Work required: Your task is to transcribe the material that follows, line by line and exactly.

Data section:
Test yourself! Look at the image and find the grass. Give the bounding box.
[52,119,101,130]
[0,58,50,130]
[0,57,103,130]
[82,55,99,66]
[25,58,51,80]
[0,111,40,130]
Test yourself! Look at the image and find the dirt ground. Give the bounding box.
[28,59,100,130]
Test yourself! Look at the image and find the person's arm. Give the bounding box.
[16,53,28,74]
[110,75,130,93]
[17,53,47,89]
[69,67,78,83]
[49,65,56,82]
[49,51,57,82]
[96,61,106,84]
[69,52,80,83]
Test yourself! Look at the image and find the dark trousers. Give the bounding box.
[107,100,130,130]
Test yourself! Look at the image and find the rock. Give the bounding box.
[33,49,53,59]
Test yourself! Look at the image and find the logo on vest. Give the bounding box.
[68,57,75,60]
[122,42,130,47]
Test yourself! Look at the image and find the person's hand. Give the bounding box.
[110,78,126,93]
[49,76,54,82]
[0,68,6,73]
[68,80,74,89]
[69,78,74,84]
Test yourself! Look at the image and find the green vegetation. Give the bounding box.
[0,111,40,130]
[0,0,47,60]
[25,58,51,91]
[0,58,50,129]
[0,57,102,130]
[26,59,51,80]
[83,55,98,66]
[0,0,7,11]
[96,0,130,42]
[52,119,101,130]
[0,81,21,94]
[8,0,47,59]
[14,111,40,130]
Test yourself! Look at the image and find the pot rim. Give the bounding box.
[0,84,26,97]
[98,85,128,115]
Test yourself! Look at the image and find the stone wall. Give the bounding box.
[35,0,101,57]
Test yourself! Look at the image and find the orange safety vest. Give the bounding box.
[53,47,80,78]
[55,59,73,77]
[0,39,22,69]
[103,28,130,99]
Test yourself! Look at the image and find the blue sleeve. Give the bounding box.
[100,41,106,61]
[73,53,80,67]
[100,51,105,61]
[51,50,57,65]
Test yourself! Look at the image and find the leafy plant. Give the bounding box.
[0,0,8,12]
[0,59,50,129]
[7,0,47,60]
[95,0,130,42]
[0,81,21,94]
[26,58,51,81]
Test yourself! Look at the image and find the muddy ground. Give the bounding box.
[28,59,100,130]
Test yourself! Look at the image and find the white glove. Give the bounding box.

Written answer:
Test yourself! Look at the image and find the grass. Give the bounding box.
[52,119,101,130]
[0,58,50,130]
[0,57,103,130]
[82,55,99,66]
[25,58,51,80]
[0,111,40,130]
Test yourself! Look at the image and find the dirt ground. Give the bounding box.
[28,59,100,130]
Test yourself! Look at the image and find the person's arm. Give the bounding box.
[16,53,28,74]
[110,75,130,93]
[17,53,47,89]
[69,67,78,83]
[49,65,56,82]
[49,51,57,82]
[96,61,106,84]
[69,52,80,83]
Test yourself! Look at the image and find the dark trousers. Give the bounding box.
[107,100,130,130]
Test yourself! Look at the image and find the rock. Give the bounding box.
[33,49,53,59]
Test yourself! Look at the image and find the logo on vest. Give the bounding box.
[68,57,75,60]
[122,42,130,47]
Test yourself! Look at the image and find the person's hand. Give the bounding box.
[110,78,126,93]
[49,76,54,82]
[0,68,6,73]
[68,80,74,89]
[69,78,74,84]
Test yourself! Look at the image and find the green vegetation. Give the bounding box.
[0,111,40,130]
[0,0,47,60]
[25,58,51,91]
[0,58,50,129]
[0,57,102,130]
[26,59,51,80]
[83,55,98,66]
[0,0,7,11]
[96,0,130,42]
[52,119,101,130]
[0,81,21,94]
[8,0,47,59]
[14,111,40,130]
Test yourself! Look at the image and find the pot rim. Give the bounding box.
[0,84,26,97]
[98,85,128,115]
Test yourself! Look at the image and find the stone wall. Give the bounding box.
[35,0,101,57]
Test yourself! Look at the image and find the orange safety vest. Give the bounding box.
[53,47,80,78]
[55,59,73,77]
[0,39,22,69]
[103,28,130,99]
Test yourself! Look at the image and find the blue sleeve. Give the bounding box.
[100,41,106,61]
[73,53,80,67]
[100,51,105,61]
[51,50,57,65]
Test yourself! Look at the image and find the leafy plant. Give the bounding box.
[0,0,8,12]
[0,59,50,129]
[7,0,47,60]
[95,0,130,42]
[0,81,21,94]
[26,58,51,81]
Test yourself! Look at the image and find the muddy ground. Give the bounding box.
[28,59,100,130]
Test yourself! Look at the image and find the white glove. Give the bounding box.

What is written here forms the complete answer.